Stored data entries -
|---|
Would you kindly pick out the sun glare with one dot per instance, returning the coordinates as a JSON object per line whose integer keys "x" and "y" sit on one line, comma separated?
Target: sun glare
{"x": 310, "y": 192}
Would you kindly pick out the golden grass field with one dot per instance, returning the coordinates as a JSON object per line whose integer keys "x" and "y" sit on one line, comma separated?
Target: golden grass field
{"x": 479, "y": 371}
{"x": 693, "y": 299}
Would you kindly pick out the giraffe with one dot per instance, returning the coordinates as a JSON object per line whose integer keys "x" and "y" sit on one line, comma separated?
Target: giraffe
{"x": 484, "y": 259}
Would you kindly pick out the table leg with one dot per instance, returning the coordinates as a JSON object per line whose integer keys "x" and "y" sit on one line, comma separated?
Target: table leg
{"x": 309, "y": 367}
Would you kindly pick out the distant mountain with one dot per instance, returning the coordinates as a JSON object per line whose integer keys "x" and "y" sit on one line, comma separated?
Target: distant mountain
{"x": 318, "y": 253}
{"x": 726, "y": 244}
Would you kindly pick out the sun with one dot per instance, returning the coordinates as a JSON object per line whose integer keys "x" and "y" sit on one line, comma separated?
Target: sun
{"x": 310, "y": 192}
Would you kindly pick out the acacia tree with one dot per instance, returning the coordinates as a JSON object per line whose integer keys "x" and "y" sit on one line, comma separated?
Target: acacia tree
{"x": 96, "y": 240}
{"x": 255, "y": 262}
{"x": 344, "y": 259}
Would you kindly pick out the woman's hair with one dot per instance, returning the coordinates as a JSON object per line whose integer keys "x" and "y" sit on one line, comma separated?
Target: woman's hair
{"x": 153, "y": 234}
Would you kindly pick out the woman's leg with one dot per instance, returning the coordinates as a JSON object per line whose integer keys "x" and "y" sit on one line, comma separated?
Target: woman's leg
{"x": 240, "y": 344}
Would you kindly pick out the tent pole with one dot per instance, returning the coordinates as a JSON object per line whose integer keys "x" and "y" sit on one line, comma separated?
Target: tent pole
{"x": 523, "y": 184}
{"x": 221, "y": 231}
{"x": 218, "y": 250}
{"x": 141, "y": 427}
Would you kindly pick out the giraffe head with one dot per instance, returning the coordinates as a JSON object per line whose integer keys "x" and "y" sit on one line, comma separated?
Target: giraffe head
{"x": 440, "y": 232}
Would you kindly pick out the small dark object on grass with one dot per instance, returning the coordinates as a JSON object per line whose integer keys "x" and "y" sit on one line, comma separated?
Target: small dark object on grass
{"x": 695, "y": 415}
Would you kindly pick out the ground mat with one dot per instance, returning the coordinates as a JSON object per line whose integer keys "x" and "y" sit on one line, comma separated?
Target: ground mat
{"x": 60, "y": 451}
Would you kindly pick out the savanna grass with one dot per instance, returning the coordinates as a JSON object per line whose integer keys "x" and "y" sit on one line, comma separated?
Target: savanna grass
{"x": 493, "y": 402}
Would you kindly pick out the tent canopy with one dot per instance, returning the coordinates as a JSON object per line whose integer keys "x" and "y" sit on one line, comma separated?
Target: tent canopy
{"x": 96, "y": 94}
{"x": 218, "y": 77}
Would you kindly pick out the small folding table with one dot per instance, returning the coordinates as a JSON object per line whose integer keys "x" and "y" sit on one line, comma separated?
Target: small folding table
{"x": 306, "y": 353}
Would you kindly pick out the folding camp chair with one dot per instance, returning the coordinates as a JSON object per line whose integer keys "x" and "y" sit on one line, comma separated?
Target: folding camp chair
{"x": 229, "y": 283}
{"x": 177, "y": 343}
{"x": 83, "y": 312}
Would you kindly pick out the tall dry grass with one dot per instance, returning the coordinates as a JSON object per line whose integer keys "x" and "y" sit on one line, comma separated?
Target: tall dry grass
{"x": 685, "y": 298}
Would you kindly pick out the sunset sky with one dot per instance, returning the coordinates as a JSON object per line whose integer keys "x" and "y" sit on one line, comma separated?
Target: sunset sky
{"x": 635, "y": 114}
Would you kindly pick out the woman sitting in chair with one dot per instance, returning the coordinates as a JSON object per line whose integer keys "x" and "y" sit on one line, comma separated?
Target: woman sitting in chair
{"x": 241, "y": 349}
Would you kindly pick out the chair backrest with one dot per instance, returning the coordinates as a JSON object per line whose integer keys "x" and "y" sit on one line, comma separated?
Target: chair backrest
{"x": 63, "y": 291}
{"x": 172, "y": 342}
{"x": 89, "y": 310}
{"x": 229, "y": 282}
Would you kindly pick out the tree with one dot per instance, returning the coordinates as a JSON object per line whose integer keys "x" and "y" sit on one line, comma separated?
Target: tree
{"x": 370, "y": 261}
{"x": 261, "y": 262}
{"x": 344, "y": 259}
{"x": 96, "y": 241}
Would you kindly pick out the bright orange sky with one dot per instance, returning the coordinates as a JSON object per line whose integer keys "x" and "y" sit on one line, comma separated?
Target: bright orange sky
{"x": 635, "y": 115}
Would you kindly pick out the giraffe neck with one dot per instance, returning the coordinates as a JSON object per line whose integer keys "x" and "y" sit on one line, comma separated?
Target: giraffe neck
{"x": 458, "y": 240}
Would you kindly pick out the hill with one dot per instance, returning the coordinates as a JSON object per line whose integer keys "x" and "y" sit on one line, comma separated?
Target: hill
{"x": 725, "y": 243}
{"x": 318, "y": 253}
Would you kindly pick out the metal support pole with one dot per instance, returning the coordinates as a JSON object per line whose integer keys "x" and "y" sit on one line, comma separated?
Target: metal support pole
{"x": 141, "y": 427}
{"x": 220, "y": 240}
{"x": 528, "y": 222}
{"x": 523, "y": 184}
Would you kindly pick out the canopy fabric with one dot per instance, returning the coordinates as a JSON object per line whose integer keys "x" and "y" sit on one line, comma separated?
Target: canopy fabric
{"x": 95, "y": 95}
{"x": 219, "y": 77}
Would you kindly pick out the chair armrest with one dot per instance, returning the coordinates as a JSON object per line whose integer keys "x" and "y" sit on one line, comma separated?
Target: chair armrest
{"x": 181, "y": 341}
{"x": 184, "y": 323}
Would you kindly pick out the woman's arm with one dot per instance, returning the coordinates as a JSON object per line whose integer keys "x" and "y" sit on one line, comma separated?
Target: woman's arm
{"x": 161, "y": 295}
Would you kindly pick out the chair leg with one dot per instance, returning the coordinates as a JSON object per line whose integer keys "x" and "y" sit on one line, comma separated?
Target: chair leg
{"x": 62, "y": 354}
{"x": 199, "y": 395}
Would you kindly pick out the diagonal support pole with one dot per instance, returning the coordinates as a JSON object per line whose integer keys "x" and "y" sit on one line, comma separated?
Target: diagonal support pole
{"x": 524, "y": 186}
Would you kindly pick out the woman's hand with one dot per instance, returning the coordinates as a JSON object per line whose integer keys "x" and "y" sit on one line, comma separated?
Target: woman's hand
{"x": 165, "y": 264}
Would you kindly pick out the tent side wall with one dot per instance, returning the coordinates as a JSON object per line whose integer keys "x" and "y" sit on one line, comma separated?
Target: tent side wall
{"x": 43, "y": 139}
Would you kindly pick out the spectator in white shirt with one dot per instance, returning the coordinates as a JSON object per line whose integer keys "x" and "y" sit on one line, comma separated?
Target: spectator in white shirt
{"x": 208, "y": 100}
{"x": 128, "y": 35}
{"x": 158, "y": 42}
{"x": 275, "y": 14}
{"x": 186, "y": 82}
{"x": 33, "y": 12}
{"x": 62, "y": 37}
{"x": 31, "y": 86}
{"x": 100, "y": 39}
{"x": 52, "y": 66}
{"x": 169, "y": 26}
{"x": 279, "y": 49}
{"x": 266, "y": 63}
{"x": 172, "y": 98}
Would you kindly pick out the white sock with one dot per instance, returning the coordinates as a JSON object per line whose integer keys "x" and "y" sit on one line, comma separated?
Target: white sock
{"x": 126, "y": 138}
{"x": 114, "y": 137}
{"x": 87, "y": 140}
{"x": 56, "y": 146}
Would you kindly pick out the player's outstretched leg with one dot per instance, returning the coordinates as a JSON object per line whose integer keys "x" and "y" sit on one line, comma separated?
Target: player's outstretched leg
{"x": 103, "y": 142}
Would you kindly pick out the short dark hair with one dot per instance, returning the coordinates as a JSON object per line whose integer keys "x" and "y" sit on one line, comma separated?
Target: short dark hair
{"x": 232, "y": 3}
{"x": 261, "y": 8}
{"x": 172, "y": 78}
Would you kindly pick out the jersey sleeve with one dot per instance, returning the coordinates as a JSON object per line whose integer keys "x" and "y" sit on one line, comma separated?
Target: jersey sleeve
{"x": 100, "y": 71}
|---|
Aim of the task -
Retype the records above, but only those lines that fall between the line containing "Would you kindly pick out the giraffe with" and the line containing "Would you kindly pick out the woman's leg", with both of those lines included, exactly as written.

Task result -
Would you kindly pick out the giraffe with one dot per instance, returning the coordinates as a JSON object per line whose integer keys "x" and "y" sit on one line, comma separated?
Target: giraffe
{"x": 484, "y": 259}
Would you kindly pick out the table leg with one dot per instance, returning the coordinates as a JSON object per line whose integer keys "x" and "y" sit on one line, comma separated?
Target: table leg
{"x": 309, "y": 367}
Would you kindly pick out the distant mountain with one dot per instance, returning the coordinates as a JSON object per line whose integer keys "x" and "y" sit on one line, comma separated?
Target: distant mountain
{"x": 318, "y": 253}
{"x": 726, "y": 244}
Would you kindly pick out the sun with one dot per instance, returning the coordinates as a JSON object per line whose integer keys "x" and "y" sit on one line, comma separated?
Target: sun
{"x": 310, "y": 192}
Would you kindly pick out the acacia tree with one dot per instance, returning the coordinates as a JSON object per line whose integer keys "x" and "y" sit on one line, comma separated?
Target: acacia tree
{"x": 96, "y": 240}
{"x": 255, "y": 262}
{"x": 344, "y": 259}
Would you kindly pick out the woman's hair with one dot per instance, returning the coordinates as a JSON object per line whose integer keys "x" and "y" sit on one line, comma separated?
Target: woman's hair
{"x": 153, "y": 234}
Would you kindly pick out the woman's leg with one dot per instance, returning the coordinates as a JSON object per line whose integer keys "x" and "y" sit on one line, comma separated?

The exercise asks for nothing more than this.